[Records from a data collection]
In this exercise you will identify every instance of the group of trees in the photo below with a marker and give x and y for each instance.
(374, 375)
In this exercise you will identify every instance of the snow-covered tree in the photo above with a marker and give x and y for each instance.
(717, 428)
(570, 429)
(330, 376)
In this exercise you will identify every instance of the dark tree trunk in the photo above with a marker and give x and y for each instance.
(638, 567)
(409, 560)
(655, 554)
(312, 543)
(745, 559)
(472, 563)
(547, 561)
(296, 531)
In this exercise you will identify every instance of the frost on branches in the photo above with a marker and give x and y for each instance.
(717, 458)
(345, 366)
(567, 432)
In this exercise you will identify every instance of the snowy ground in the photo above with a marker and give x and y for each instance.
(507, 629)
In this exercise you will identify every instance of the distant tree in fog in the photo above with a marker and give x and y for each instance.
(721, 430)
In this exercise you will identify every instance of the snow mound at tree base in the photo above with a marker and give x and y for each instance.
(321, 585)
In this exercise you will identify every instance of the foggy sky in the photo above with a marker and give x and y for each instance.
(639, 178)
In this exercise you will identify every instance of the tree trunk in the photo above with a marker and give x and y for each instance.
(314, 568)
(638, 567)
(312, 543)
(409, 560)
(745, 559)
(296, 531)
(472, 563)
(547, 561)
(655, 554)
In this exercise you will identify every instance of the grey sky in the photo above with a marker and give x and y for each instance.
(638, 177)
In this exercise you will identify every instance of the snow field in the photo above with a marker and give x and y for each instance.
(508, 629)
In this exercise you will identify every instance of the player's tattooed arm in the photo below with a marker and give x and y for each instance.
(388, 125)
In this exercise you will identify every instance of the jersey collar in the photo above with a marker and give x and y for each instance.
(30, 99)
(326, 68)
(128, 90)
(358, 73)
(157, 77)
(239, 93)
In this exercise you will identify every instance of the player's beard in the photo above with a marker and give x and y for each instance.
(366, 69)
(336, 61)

◆ What the task asks
Copy the items from the line containing "the player's beard" through the end of the items, reproducing every line word for word.

◆ Finished task
In this exercise you will identify every instance of the player's beard in the photo above with a marker and give x and y for each instance.
(366, 69)
(336, 61)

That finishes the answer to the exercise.